--- Information given Enclosed Below ---
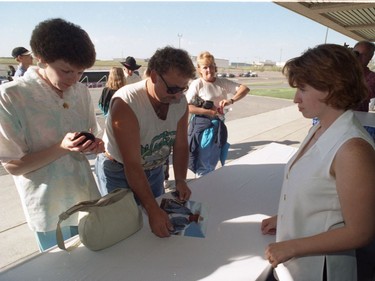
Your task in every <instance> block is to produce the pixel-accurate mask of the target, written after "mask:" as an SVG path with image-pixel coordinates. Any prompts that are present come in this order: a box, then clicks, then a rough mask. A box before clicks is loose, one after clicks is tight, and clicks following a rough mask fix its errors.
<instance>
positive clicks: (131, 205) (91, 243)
mask: <svg viewBox="0 0 375 281" xmlns="http://www.w3.org/2000/svg"><path fill="white" fill-rule="evenodd" d="M76 212H80V214H79V217H80V220H79V224H78V233H79V240H78V241H76V242H75V243H73V245H72V246H70V247H68V248H66V247H65V242H64V240H63V236H62V233H61V228H60V224H61V222H62V221H64V220H66V219H67V218H69V216H70V215H72V214H74V213H76ZM142 226H143V220H142V213H141V210H140V208H139V207H138V206H137V203H136V202H135V199H134V195H133V192H132V191H131V190H129V189H123V188H118V189H116V190H114V191H112V192H110V193H108V194H107V195H105V196H103V197H102V198H100V199H97V200H91V201H83V202H79V203H77V204H76V205H74V206H73V207H71V208H69V209H68V210H67V211H65V212H63V213H61V214H60V216H59V222H58V223H57V229H56V239H57V245H58V246H59V248H60V249H62V250H66V251H71V250H73V249H74V248H76V247H77V246H78V245H79V244H80V243H81V242H82V244H83V245H85V246H86V247H87V248H89V249H90V250H93V251H98V250H102V249H104V248H107V247H110V246H112V245H114V244H116V243H118V242H120V241H121V240H124V239H125V238H127V237H129V236H130V235H132V234H134V233H135V232H137V231H138V230H139V229H141V228H142Z"/></svg>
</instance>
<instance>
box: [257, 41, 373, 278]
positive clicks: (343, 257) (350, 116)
mask: <svg viewBox="0 0 375 281" xmlns="http://www.w3.org/2000/svg"><path fill="white" fill-rule="evenodd" d="M283 73H284V74H286V77H287V78H288V82H289V84H290V86H291V87H293V88H296V94H295V98H294V102H295V103H297V104H298V109H299V111H300V112H301V113H302V114H303V116H304V117H306V118H313V117H318V118H319V120H320V122H319V123H318V124H316V125H314V126H313V127H312V128H311V130H310V132H309V134H308V135H307V137H306V139H305V140H304V141H303V143H302V144H301V146H300V148H299V150H298V151H297V153H296V154H295V155H294V157H293V158H292V159H291V160H290V161H289V163H288V164H287V165H286V169H285V176H284V183H283V187H282V191H281V196H280V203H279V210H278V214H277V216H273V217H271V218H269V219H266V220H264V221H263V222H262V232H263V233H264V234H275V233H276V243H271V244H270V245H269V246H268V247H267V249H266V250H265V256H266V258H267V259H268V260H269V262H270V263H271V265H272V266H273V267H274V268H276V270H275V271H276V274H275V275H276V277H277V278H278V279H279V280H298V281H304V280H306V281H314V280H340V281H345V280H348V281H353V280H357V272H356V257H355V249H356V248H359V247H361V246H364V245H366V244H368V243H370V242H371V241H372V239H373V238H374V235H375V221H374V214H375V188H374V183H375V173H374V170H375V151H374V143H373V140H372V139H371V138H370V136H369V135H368V134H367V132H366V131H365V130H364V128H363V126H362V125H361V124H360V123H359V121H358V120H357V119H356V117H355V116H354V114H353V111H352V110H351V109H352V108H355V106H356V105H357V104H358V103H360V102H361V101H362V100H363V99H365V98H366V95H367V88H366V84H365V80H364V77H363V73H362V69H361V66H360V65H359V63H358V61H357V60H356V58H355V56H354V55H353V53H352V51H350V50H349V49H347V48H345V47H342V46H339V45H333V44H326V45H319V46H317V47H315V48H313V49H309V50H307V51H306V52H305V53H304V54H303V55H302V56H300V57H297V58H294V59H291V60H289V61H288V62H287V63H286V65H285V66H284V69H283Z"/></svg>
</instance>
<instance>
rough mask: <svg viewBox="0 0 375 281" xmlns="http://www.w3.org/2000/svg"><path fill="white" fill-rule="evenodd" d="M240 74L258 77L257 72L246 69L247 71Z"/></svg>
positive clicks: (243, 75)
mask: <svg viewBox="0 0 375 281" xmlns="http://www.w3.org/2000/svg"><path fill="white" fill-rule="evenodd" d="M240 76H241V77H258V73H256V72H252V71H247V72H244V73H241V74H240Z"/></svg>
--- End of Enclosed Information given ---
• _Task statement_:
Your output must match the records word for word, apart from the images, which are left out.

• _Answer to the exercise_:
Your task in every <instance> block is to produce the pixel-accurate mask of the target, written after "mask:" as an SVG path with image-pixel coordinates. Any prompts that are present come in this order: a box, then clicks, then a rough mask. A box before clicks is loose, one after clicks is tight, and clicks following a rough mask fix its errors.
<instance>
positive clicks: (131, 205) (91, 243)
mask: <svg viewBox="0 0 375 281" xmlns="http://www.w3.org/2000/svg"><path fill="white" fill-rule="evenodd" d="M76 212H80V214H79V217H80V220H79V224H78V233H79V240H78V241H76V242H75V243H73V245H72V246H70V247H68V248H66V247H65V242H64V240H63V236H62V233H61V228H60V224H61V222H62V221H64V220H66V219H67V218H69V216H70V215H72V214H74V213H76ZM142 226H143V220H142V213H141V210H140V208H139V207H138V206H137V203H136V202H135V199H134V195H133V192H132V191H131V190H129V189H123V188H118V189H116V190H114V191H112V192H110V193H108V194H107V195H105V196H103V197H102V198H100V199H97V200H91V201H83V202H79V203H77V204H76V205H74V206H73V207H71V208H69V209H68V210H67V211H65V212H63V213H61V214H60V216H59V222H58V223H57V229H56V239H57V245H58V246H59V248H60V249H62V250H66V251H71V250H73V249H74V248H76V247H77V246H78V245H79V244H80V243H81V242H82V244H83V245H85V246H86V247H87V248H89V249H90V250H93V251H98V250H102V249H104V248H107V247H110V246H112V245H114V244H116V243H118V242H120V241H121V240H124V239H125V238H127V237H129V236H130V235H132V234H134V233H135V232H137V231H138V230H139V229H141V228H142Z"/></svg>
</instance>
<instance>
box: [257, 41, 373, 278]
positive clicks: (343, 257) (350, 116)
mask: <svg viewBox="0 0 375 281" xmlns="http://www.w3.org/2000/svg"><path fill="white" fill-rule="evenodd" d="M283 73H284V74H286V77H287V78H288V82H289V84H290V86H291V87H293V88H296V94H295V98H294V102H295V103H297V104H298V109H299V111H300V112H301V113H302V114H303V116H304V117H306V118H313V117H318V118H319V120H320V122H319V123H318V124H316V125H314V126H313V127H312V128H311V130H310V132H309V134H308V135H307V137H306V139H305V140H304V141H303V143H302V144H301V146H300V148H299V150H298V151H297V153H296V154H295V155H294V157H293V158H292V159H291V160H290V161H289V163H288V164H287V165H286V169H285V176H284V183H283V187H282V191H281V196H280V203H279V210H278V214H277V216H273V217H271V218H269V219H266V220H264V221H263V222H262V232H263V233H264V234H275V233H276V243H271V244H270V245H269V246H268V247H267V249H266V250H265V256H266V258H267V259H268V260H269V262H270V263H271V265H272V266H273V267H274V268H276V270H275V271H276V274H275V275H276V277H277V278H278V279H279V280H298V281H304V280H306V281H314V280H340V281H345V280H348V281H353V280H357V272H356V257H355V249H356V248H359V247H361V246H364V245H366V244H368V243H370V242H371V241H372V239H373V238H374V235H375V221H374V214H375V188H374V183H375V173H374V170H375V151H374V143H373V140H372V139H371V138H370V136H369V135H368V134H367V132H366V131H365V130H364V128H363V126H362V125H361V124H360V123H359V121H358V120H357V119H356V117H355V116H354V114H353V111H352V110H351V109H352V108H355V106H356V105H357V104H358V103H360V102H361V101H362V100H363V99H365V98H366V95H367V88H366V84H365V80H364V77H363V73H362V69H361V66H360V65H359V63H358V61H357V60H356V58H355V56H354V55H353V53H352V51H350V50H349V49H347V48H345V47H342V46H339V45H333V44H326V45H319V46H317V47H315V48H313V49H309V50H307V51H306V52H305V53H304V54H303V55H302V56H300V57H297V58H294V59H291V60H289V61H288V62H287V63H286V65H285V66H284V69H283Z"/></svg>
</instance>
<instance>
rough mask: <svg viewBox="0 0 375 281" xmlns="http://www.w3.org/2000/svg"><path fill="white" fill-rule="evenodd" d="M240 74L258 77L257 72L246 69L247 71Z"/></svg>
positive clicks: (243, 75)
mask: <svg viewBox="0 0 375 281" xmlns="http://www.w3.org/2000/svg"><path fill="white" fill-rule="evenodd" d="M240 76H241V77H258V73H256V72H252V71H247V72H244V73H241V74H240Z"/></svg>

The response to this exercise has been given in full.